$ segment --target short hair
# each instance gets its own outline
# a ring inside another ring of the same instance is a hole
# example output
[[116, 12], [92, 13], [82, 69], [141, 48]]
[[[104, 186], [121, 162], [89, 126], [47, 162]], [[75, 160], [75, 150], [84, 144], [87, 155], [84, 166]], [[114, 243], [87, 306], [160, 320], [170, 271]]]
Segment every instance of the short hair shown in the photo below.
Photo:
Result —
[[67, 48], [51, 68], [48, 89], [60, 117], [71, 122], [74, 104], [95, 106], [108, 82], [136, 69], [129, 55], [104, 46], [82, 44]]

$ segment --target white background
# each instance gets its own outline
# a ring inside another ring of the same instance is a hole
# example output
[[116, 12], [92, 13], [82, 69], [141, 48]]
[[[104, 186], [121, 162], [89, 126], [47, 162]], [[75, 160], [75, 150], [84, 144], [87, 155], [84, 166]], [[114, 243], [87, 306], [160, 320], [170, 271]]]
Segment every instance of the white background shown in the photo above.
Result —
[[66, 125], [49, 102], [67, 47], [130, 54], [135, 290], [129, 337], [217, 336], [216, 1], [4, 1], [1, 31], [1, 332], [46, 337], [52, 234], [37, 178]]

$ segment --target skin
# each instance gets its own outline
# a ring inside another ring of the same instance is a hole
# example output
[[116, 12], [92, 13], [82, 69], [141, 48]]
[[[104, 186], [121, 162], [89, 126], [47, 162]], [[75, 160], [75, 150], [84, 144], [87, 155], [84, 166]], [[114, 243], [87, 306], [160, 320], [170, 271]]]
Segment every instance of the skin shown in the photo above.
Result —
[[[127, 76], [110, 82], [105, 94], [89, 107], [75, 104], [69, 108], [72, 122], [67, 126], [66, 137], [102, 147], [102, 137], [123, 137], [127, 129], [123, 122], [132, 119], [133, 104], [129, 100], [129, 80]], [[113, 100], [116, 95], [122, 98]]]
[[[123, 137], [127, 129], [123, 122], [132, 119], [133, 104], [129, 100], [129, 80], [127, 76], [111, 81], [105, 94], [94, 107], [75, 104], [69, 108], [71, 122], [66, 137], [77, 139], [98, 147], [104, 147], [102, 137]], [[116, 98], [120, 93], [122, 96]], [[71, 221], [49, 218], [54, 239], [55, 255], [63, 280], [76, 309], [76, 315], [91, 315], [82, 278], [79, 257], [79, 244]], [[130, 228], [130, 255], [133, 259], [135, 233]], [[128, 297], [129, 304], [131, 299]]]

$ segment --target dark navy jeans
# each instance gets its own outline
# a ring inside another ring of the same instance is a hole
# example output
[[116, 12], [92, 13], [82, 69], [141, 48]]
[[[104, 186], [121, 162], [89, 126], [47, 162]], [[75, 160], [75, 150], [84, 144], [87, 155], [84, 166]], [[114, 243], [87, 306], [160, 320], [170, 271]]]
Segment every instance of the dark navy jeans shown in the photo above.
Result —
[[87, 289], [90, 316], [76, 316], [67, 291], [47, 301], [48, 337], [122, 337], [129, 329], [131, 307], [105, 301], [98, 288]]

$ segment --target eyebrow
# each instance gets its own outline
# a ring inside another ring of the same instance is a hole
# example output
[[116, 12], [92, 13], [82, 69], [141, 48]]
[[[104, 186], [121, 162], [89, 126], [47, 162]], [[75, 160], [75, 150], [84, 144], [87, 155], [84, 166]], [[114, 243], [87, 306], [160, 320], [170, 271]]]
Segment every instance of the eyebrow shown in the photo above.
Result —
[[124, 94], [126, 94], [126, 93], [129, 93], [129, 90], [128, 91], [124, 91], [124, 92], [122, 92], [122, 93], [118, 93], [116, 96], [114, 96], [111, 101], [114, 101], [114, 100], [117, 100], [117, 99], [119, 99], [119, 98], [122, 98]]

§

— What the task asks —
Print every one of the lines above again, unchanged and in the same order.

— Task response —
$ segment --target short hair
# each instance gets its own outline
# a ring inside another ring of the same instance is a hole
# example output
[[116, 12], [92, 13], [82, 69], [141, 48]]
[[[104, 186], [121, 162], [89, 126], [47, 162]], [[75, 160], [75, 150], [84, 144], [87, 155], [84, 166]], [[114, 243], [87, 306], [160, 320], [170, 271]]]
Segment every instance of the short hair shown in the photo below.
Photo:
Result —
[[67, 48], [51, 68], [48, 89], [60, 117], [71, 122], [74, 104], [95, 106], [108, 82], [136, 69], [129, 55], [104, 46], [82, 44]]

$ segment --target white background
# each instance gets its own outline
# a ring inside another ring of the same instance is a hole
# example output
[[116, 12], [92, 13], [82, 69], [141, 48]]
[[[104, 186], [121, 162], [89, 126], [47, 162]], [[75, 160], [75, 150], [84, 144], [87, 155], [84, 166]], [[114, 243], [87, 306], [160, 320], [170, 271]]]
Segment every instance of the white background shown in the photo above.
Result —
[[66, 125], [49, 102], [67, 47], [130, 54], [135, 290], [129, 337], [217, 336], [216, 1], [4, 1], [1, 31], [1, 332], [46, 337], [52, 234], [37, 178]]

$ segment --target skin
# each instance gets its own outline
# a ring inside another ring of the same instance is a hole
# example output
[[116, 12], [92, 13], [82, 69], [141, 48]]
[[[104, 186], [121, 162], [89, 126], [47, 162]], [[75, 160], [75, 150], [84, 144], [87, 155], [84, 166]], [[114, 243], [87, 306], [160, 320], [170, 271]]]
Segment every instance of the skin shown in the photo above.
Result —
[[[127, 76], [110, 82], [105, 94], [89, 107], [75, 104], [69, 108], [72, 122], [67, 126], [66, 137], [102, 147], [102, 137], [123, 137], [127, 129], [123, 122], [132, 119], [133, 104], [129, 100], [129, 80]], [[113, 100], [116, 95], [122, 98]]]
[[[123, 137], [127, 129], [123, 122], [132, 119], [133, 104], [129, 100], [129, 80], [127, 76], [111, 81], [105, 94], [94, 107], [75, 104], [69, 108], [71, 122], [66, 137], [77, 139], [98, 147], [104, 147], [102, 137]], [[116, 98], [120, 93], [122, 96]], [[71, 221], [49, 218], [54, 239], [55, 255], [63, 280], [76, 309], [76, 315], [91, 315], [82, 278], [79, 257], [79, 244]], [[130, 228], [130, 255], [133, 259], [135, 233]], [[128, 297], [129, 304], [131, 299]]]

$ segment --target dark navy jeans
# each instance gets its own outline
# a ring inside another ring of the same instance is a hole
# example output
[[116, 12], [92, 13], [82, 69], [141, 48]]
[[[104, 186], [121, 162], [89, 126], [47, 162]], [[75, 160], [75, 150], [84, 144], [87, 155], [84, 166]], [[114, 243], [87, 306], [160, 320], [170, 271]]]
Segment every instance of the dark navy jeans shown in the photo above.
Result —
[[87, 289], [90, 316], [76, 316], [67, 291], [47, 301], [48, 337], [122, 337], [129, 329], [131, 307], [105, 301], [98, 288]]

$ segment --target eyebrow
# each instance gets its own outline
# a ring inside another ring of the same instance is a hole
# example output
[[116, 12], [92, 13], [82, 69], [141, 48]]
[[[104, 186], [121, 162], [89, 126], [47, 162]], [[75, 160], [75, 150], [84, 144], [87, 155], [84, 166]], [[114, 243], [87, 306], [160, 320], [170, 271]]]
Segment every instance of the eyebrow shown in the photo above.
Result —
[[124, 94], [126, 94], [126, 93], [129, 93], [129, 90], [128, 91], [124, 91], [124, 92], [122, 92], [122, 93], [118, 93], [116, 96], [114, 96], [111, 101], [114, 101], [114, 100], [117, 100], [117, 99], [119, 99], [119, 98], [122, 98]]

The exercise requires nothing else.